PROVIDED DATA:
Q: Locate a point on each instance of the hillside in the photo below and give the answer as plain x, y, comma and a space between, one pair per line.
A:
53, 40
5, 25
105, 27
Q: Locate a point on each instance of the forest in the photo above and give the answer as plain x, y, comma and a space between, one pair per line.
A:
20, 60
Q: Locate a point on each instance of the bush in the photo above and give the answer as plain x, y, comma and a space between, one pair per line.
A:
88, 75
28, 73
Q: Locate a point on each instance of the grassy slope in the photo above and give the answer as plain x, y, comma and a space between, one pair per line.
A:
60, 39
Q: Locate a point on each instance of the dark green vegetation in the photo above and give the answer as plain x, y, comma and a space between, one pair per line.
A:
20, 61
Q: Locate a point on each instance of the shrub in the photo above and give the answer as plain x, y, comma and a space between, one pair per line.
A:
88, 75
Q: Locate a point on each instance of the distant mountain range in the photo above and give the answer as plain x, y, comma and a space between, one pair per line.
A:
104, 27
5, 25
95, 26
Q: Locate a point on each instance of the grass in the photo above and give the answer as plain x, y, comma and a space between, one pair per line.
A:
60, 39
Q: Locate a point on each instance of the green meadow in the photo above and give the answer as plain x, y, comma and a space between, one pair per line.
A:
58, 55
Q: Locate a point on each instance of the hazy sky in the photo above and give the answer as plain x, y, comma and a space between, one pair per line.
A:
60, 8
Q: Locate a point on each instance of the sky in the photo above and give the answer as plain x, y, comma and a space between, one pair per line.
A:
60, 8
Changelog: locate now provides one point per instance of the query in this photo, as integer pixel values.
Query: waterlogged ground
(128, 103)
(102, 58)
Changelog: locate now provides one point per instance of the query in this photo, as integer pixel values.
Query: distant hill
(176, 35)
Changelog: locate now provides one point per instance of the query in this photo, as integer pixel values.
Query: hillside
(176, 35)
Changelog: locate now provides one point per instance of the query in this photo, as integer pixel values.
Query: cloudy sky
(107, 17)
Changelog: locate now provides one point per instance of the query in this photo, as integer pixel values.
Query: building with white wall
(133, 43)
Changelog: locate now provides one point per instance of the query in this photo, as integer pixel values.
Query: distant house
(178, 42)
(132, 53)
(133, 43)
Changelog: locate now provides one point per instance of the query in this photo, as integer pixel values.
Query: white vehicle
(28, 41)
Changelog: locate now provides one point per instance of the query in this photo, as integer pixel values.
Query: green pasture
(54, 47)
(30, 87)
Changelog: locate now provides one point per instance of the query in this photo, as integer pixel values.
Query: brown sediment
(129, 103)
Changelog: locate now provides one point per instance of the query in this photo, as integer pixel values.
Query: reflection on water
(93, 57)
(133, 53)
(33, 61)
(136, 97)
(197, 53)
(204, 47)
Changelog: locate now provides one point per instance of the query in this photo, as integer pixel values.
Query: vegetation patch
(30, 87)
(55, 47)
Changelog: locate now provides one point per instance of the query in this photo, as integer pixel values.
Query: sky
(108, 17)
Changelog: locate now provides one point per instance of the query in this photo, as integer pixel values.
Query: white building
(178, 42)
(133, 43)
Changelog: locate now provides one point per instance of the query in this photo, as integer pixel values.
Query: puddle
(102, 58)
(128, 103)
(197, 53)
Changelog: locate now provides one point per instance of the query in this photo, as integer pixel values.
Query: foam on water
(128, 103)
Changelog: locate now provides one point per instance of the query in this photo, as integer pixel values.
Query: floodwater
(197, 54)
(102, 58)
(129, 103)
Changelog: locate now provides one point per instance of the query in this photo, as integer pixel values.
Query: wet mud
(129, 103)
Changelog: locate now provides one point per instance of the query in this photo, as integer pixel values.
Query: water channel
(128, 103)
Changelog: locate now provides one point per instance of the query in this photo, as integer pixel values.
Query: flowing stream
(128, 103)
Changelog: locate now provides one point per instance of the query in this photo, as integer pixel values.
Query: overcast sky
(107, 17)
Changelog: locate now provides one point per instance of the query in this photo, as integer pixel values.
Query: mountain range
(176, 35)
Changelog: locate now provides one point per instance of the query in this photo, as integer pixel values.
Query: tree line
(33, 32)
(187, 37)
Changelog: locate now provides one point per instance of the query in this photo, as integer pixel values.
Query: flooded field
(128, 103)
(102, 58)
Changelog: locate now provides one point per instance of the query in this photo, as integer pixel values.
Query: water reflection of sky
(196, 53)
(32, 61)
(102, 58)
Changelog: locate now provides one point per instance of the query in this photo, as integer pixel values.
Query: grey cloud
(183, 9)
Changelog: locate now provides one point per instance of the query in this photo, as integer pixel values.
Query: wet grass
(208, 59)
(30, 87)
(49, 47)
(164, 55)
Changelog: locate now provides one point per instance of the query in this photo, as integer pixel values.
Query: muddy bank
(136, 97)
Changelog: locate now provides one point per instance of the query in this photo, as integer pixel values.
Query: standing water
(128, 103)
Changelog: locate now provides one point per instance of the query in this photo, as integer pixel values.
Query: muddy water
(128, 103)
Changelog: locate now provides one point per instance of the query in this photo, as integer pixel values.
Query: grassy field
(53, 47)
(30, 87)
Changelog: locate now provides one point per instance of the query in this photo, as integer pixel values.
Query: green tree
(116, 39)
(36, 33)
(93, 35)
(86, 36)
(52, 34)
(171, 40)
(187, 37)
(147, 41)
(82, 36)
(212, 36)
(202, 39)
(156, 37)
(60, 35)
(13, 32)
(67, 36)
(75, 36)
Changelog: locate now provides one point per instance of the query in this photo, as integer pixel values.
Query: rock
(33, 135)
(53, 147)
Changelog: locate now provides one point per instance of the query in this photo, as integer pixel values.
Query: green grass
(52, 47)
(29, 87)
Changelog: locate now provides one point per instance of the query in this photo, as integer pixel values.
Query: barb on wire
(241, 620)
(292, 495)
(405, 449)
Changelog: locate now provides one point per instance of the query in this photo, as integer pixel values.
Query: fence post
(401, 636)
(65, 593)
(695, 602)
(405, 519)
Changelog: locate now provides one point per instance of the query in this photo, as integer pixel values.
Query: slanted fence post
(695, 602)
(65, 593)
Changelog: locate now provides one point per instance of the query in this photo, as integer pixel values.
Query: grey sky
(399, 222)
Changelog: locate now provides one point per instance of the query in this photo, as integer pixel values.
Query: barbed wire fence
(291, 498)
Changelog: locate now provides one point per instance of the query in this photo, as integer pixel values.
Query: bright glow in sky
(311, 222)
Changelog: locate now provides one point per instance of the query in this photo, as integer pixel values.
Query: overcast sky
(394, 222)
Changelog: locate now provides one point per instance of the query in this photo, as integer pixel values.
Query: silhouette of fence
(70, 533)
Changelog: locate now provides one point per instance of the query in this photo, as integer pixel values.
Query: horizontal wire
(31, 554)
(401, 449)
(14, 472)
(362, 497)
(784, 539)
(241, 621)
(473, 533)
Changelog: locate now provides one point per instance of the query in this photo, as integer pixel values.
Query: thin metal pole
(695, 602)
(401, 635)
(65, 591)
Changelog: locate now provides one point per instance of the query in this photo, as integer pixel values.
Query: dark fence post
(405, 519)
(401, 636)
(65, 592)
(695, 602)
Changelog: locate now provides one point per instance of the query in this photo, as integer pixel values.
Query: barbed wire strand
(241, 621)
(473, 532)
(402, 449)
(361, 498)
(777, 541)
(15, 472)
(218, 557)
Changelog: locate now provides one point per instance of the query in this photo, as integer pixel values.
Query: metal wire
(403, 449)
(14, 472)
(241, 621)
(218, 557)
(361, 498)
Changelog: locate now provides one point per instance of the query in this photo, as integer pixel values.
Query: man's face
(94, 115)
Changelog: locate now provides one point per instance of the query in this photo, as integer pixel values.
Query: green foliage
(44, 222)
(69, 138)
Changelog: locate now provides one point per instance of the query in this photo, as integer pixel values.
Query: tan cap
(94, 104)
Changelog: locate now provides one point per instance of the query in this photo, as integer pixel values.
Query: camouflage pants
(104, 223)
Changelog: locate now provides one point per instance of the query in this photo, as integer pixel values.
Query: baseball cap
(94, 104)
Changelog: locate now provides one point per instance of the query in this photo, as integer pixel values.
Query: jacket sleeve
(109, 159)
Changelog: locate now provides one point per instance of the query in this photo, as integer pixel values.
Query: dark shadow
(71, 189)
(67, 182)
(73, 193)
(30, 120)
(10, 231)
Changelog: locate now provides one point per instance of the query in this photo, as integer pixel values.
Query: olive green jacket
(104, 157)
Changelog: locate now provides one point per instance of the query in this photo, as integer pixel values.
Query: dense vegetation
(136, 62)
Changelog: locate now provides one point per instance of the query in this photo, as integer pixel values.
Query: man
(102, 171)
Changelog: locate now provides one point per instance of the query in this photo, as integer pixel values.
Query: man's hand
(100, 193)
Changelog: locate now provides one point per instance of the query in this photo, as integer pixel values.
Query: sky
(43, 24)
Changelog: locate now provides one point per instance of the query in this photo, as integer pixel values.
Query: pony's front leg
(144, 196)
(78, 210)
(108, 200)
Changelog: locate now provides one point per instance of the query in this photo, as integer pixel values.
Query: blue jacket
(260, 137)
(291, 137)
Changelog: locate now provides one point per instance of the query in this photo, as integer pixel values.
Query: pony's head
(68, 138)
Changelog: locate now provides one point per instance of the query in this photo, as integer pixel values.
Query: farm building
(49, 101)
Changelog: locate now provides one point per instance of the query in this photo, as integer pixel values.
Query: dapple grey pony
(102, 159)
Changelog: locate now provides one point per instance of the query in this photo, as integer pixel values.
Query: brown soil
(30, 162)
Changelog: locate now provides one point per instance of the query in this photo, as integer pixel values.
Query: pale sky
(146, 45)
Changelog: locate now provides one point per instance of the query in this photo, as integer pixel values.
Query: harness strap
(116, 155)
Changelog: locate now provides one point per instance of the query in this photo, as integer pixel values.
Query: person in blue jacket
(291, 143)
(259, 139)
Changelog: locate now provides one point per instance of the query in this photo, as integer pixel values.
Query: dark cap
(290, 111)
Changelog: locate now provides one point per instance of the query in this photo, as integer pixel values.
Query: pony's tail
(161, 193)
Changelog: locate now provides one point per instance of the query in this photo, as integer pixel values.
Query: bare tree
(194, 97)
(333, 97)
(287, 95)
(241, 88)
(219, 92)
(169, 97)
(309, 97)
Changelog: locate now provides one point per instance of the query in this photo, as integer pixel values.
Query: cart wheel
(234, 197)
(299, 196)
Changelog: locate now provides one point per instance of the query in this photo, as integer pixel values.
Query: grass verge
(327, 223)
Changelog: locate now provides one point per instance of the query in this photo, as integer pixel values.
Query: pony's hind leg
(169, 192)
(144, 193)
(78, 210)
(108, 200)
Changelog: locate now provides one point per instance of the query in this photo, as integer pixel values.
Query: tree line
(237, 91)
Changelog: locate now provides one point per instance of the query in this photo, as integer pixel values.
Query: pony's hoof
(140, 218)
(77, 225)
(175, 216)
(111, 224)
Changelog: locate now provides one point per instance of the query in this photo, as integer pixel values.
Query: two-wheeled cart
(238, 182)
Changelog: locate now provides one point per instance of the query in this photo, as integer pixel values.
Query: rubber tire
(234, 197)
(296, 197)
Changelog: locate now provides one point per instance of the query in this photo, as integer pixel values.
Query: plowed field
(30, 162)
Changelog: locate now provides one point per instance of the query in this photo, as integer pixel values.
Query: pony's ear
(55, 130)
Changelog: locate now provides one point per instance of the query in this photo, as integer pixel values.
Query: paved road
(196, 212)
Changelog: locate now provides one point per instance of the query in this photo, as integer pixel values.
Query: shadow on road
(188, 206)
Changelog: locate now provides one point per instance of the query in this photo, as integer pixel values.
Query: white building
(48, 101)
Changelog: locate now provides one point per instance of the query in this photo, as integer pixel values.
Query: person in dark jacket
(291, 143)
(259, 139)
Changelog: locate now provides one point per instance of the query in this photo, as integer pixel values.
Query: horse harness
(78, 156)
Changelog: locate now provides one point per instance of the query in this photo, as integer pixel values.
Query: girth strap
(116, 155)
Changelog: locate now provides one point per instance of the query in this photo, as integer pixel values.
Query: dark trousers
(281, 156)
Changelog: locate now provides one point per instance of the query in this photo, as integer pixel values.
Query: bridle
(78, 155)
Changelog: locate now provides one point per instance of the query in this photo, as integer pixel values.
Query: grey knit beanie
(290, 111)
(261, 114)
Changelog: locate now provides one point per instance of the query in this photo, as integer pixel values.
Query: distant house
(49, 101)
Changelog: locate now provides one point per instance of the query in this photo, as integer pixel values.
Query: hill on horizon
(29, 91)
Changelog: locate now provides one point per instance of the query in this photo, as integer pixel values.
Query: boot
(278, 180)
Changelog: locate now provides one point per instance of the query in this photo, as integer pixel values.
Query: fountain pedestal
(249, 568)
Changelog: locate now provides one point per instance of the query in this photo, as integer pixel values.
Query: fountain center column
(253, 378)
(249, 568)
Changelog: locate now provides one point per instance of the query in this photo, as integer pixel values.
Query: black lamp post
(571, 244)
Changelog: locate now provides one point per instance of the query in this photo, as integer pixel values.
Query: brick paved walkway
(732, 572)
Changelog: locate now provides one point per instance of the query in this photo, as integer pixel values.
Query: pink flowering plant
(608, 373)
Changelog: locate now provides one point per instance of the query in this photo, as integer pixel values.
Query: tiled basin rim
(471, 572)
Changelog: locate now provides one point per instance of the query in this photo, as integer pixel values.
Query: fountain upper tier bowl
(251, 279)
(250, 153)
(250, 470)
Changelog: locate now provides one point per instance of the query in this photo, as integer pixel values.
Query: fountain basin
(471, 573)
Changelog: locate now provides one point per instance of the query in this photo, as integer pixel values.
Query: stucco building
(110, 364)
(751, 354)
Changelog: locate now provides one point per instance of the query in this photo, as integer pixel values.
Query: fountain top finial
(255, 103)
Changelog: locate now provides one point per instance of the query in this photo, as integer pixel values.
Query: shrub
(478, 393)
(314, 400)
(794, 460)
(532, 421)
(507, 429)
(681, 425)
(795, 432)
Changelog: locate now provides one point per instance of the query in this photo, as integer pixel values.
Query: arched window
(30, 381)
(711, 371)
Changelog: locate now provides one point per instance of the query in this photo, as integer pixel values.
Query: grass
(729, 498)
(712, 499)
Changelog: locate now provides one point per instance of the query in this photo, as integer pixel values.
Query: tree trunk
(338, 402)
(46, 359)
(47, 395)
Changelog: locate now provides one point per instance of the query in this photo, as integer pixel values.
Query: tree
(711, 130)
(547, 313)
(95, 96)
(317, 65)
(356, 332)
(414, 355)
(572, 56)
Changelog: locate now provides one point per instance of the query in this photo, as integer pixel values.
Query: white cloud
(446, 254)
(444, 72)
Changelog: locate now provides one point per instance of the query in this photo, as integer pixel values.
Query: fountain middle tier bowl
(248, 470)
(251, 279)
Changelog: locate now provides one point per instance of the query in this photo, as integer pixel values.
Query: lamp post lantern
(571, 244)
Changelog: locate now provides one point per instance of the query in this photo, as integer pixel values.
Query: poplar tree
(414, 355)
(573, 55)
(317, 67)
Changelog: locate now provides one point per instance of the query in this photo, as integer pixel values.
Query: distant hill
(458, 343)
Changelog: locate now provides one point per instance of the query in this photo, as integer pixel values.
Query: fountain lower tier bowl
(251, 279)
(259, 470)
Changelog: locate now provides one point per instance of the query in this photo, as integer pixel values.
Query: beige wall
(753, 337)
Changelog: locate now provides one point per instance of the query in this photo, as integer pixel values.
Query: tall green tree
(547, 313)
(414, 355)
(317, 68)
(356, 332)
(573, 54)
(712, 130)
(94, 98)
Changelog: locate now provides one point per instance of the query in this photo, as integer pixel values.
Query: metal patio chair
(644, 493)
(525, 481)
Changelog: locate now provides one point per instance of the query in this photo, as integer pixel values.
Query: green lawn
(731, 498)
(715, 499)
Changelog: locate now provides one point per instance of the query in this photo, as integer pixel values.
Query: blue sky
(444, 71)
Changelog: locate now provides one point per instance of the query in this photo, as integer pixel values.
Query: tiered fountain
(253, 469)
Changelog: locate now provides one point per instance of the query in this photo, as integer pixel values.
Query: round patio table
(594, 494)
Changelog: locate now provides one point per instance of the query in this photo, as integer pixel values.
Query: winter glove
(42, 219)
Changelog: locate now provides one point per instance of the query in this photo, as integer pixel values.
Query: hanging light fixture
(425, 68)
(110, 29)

TASK BRIEF:
Return all lines above that mention the word "between".

OUTPUT OF THE EXERCISE:
Q: Locate a point on each instance of the hillside in the photo below and give the answer as plain x, y, comma and a space between, one pair per line.
Q: Locate a point on each instance of the forest in the photo above and give the answer as plain x, y, comma and a space between, one pair per line.
Q: Locate a point on each instance of the bush in the photo above and give the answer as plain x, y, comma and a space between, one pair per line.
Q: Locate a point on each instance of the grassy slope in the photo above and give the answer as plain x, y, comma and a space between, one pair per line.
Q: Locate a point on each instance of the dark green vegetation in the photo above and give the answer as plain x, y, comma and a space between, one pair per line.
Q: Locate a point on each instance of the shrub in the photo above and give the answer as plain x, y, comma and a space between, one pair per line.
Q: Locate a point on each instance of the distant mountain range in the photo above and give the answer as plain x, y, comma and a space between, one pair per line.
Q: Locate a point on each instance of the grass in the photo above and give the answer as plain x, y, comma and a space between, one pair per line.
Q: Locate a point on each instance of the green meadow in the photo above and give the answer as plain x, y, comma and a space between, one pair per line.
Q: Locate a point on each instance of the hazy sky in the photo above and give the answer as plain x, y, comma and a space between, one pair per line.
Q: Locate a point on each instance of the sky in the photo above and give the answer as plain x, y, comma and a space between, one pair per line.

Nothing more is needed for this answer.